• _Try it_: Reproduce only the lines from the one containing "Body asks for one point per instance of the dark" through the end of the data, exactly as they stand.
*** Stored data Section Begins ***
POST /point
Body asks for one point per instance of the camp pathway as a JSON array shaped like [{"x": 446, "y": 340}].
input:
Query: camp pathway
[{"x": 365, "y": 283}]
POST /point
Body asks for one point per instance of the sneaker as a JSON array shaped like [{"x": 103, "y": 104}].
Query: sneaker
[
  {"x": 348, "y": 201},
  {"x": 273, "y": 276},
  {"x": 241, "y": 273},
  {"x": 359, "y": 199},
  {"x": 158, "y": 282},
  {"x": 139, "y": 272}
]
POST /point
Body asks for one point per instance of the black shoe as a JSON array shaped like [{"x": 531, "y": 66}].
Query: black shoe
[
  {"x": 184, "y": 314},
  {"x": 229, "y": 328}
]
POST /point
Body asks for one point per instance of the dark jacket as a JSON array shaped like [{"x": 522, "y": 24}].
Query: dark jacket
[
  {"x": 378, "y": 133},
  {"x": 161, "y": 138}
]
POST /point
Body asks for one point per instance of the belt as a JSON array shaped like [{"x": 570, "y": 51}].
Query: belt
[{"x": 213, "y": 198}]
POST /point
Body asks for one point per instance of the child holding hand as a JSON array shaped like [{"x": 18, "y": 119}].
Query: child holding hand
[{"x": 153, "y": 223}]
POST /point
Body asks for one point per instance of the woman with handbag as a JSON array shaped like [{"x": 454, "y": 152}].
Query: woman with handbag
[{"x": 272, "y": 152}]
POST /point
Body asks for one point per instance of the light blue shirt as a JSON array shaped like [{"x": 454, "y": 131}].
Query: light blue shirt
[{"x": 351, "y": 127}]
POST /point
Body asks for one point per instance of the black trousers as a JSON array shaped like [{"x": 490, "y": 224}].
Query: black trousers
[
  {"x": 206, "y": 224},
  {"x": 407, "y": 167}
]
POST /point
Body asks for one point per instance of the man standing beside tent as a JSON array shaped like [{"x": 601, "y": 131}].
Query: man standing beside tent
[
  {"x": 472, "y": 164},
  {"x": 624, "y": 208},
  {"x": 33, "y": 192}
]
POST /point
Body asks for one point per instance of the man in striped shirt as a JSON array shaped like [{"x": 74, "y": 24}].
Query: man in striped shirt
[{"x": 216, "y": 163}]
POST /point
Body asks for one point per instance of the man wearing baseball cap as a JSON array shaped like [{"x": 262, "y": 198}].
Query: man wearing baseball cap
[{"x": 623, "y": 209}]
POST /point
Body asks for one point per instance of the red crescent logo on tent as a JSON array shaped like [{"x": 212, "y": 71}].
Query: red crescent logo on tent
*** Stored data Section Ends ***
• _Written answer_:
Body asks for one point per instance of the dark jacket as a JSON array shaped like [{"x": 522, "y": 24}].
Query: dark jacket
[
  {"x": 378, "y": 133},
  {"x": 161, "y": 138}
]
POST /point
Body asks for one point per instance of the belt as a JSON array shaped like [{"x": 570, "y": 51}].
Query: belt
[{"x": 213, "y": 198}]
POST /point
Body asks for one point per instance of the child holding hand as a JSON array shaped like [{"x": 18, "y": 119}].
Query: child holding hand
[{"x": 153, "y": 223}]
POST /point
Body asks for one point per instance of the woman with handbag as a JSON array shaped like [{"x": 454, "y": 152}].
Query: woman with handbag
[{"x": 272, "y": 152}]
POST /point
Body asks for one point per instance of the light blue shirt as a JSON array shaped like [{"x": 454, "y": 131}].
Query: light blue shirt
[{"x": 351, "y": 127}]
POST /point
Body asks for one point per instance of the black trousers as a JSON array shaped like [{"x": 490, "y": 224}].
Query: black trousers
[
  {"x": 206, "y": 224},
  {"x": 407, "y": 167}
]
POST /point
Body asks for one point per instance of the man standing beside tent as a JSON array shaped like [{"x": 601, "y": 131}].
Query: man standing beside tent
[
  {"x": 472, "y": 164},
  {"x": 624, "y": 208},
  {"x": 33, "y": 192}
]
POST /point
Body asks for one point per instance of the man in striped shirt as a JSON array shaped like [{"x": 74, "y": 24}].
Query: man in striped shirt
[{"x": 216, "y": 163}]
POST /point
Body asks for one point per instance of the man wearing baseball cap as a JSON array shaped like [{"x": 262, "y": 198}].
Query: man wearing baseball cap
[{"x": 623, "y": 209}]
POST /point
Body asks for one point per instance of the red crescent logo on tent as a JSON array shaped like [{"x": 212, "y": 71}].
Query: red crescent logo on tent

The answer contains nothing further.